◆ What to produce:
At the line with "Expected content: wooden boardwalk.", start copying; carry on through the last line of the material below, exactly as written, and stop there.

◆ Records for this exercise:
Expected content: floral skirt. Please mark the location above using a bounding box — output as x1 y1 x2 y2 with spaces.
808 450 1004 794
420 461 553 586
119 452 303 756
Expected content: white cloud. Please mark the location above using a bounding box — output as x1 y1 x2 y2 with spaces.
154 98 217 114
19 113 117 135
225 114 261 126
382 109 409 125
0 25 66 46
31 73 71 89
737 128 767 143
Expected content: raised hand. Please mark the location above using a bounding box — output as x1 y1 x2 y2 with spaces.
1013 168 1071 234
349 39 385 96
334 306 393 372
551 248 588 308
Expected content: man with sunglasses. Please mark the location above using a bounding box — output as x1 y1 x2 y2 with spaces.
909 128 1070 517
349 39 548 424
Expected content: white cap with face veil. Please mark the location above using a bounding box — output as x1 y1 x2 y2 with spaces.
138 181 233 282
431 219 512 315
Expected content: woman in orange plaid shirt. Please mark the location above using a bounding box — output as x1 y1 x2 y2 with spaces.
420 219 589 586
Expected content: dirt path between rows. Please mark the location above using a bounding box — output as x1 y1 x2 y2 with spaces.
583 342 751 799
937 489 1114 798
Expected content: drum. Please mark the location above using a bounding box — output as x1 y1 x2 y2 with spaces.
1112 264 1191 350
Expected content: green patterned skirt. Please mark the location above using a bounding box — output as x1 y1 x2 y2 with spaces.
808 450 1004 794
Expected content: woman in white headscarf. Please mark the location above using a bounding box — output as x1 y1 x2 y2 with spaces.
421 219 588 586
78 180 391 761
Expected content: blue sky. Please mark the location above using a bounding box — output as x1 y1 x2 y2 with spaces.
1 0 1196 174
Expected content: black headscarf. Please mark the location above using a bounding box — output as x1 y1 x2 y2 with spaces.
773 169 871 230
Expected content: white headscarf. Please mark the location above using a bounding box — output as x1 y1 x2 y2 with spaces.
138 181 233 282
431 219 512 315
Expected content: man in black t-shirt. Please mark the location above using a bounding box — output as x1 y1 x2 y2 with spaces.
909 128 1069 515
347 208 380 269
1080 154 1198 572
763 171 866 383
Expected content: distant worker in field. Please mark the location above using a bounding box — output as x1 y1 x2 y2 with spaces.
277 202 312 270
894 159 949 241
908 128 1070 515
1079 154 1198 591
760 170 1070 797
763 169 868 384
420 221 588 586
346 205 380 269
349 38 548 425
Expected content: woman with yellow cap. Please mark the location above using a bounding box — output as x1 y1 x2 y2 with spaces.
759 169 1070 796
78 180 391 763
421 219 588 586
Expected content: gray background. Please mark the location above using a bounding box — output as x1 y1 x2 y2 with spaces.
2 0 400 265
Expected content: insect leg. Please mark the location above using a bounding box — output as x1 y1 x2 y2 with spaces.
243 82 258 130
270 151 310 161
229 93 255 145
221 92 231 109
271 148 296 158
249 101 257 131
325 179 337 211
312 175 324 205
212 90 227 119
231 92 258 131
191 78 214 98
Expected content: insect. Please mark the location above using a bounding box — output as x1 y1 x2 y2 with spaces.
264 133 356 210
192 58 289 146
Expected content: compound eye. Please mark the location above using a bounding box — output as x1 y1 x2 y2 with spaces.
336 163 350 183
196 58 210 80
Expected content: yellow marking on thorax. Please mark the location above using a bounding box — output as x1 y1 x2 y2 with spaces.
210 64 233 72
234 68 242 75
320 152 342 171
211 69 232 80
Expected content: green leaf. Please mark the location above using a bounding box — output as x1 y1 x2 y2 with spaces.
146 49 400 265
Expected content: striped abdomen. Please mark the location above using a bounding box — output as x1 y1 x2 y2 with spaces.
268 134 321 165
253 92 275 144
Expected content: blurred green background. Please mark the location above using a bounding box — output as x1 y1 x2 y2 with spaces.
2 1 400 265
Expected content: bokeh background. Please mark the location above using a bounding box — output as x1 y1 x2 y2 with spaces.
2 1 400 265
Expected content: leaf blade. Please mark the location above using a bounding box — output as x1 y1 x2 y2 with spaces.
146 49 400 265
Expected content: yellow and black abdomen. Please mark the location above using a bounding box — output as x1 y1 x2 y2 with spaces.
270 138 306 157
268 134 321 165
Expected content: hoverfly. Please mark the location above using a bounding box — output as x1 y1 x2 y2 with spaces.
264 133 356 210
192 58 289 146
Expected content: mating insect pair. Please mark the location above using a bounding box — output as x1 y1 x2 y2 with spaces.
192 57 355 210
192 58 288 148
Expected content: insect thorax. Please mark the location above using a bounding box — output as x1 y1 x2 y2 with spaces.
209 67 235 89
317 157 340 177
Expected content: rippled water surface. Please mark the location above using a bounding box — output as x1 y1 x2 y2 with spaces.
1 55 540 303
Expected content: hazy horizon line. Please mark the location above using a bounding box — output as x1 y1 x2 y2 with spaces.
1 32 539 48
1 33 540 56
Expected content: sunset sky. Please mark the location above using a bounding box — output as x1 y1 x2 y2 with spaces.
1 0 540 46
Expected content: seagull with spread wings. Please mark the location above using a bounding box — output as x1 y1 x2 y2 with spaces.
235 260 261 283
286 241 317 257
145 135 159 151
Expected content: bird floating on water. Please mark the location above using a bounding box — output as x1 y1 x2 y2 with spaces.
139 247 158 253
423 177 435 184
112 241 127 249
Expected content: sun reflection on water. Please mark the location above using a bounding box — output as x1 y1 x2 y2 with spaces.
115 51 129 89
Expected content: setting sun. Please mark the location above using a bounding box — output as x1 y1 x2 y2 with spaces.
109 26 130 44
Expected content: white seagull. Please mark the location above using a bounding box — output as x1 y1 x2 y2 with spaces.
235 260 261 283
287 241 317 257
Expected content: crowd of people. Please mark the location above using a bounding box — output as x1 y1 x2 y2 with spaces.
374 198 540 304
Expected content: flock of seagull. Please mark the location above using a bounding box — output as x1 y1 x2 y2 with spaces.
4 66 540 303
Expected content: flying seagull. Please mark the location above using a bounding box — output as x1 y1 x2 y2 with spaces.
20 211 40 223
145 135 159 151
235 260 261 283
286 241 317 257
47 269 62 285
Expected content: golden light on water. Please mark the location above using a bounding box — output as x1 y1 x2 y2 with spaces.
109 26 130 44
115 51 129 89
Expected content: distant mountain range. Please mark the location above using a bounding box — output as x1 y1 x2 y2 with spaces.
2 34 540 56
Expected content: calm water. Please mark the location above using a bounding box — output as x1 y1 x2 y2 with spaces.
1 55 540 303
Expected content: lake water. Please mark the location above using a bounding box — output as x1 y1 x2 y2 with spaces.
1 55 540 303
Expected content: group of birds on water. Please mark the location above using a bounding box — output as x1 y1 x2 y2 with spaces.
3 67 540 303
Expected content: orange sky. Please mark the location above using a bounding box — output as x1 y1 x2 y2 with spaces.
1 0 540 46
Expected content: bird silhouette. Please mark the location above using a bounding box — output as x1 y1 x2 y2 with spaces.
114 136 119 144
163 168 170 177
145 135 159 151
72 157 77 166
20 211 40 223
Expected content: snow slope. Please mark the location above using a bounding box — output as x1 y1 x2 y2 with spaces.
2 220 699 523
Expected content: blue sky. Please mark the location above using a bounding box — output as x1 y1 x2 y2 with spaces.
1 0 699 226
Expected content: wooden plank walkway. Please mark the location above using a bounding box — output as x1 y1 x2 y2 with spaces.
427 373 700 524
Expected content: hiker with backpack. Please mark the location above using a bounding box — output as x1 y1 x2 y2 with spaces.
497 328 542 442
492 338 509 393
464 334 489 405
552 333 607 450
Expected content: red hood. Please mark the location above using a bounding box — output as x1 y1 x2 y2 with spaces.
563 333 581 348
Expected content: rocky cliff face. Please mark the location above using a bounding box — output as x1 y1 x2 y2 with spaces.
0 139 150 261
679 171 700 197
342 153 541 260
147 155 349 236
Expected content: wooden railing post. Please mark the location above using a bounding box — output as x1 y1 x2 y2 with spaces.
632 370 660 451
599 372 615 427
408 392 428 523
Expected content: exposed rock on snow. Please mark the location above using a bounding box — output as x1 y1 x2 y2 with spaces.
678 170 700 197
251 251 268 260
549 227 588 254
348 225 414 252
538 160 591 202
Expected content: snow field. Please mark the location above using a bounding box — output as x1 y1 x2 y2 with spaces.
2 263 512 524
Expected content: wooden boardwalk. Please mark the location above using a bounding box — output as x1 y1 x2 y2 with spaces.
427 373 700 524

◆ Answer for this exercise:
Expected content: wooden boardwalk. Please mark the location above using a bounding box — output as x1 y1 x2 y2 with spaces.
427 373 700 524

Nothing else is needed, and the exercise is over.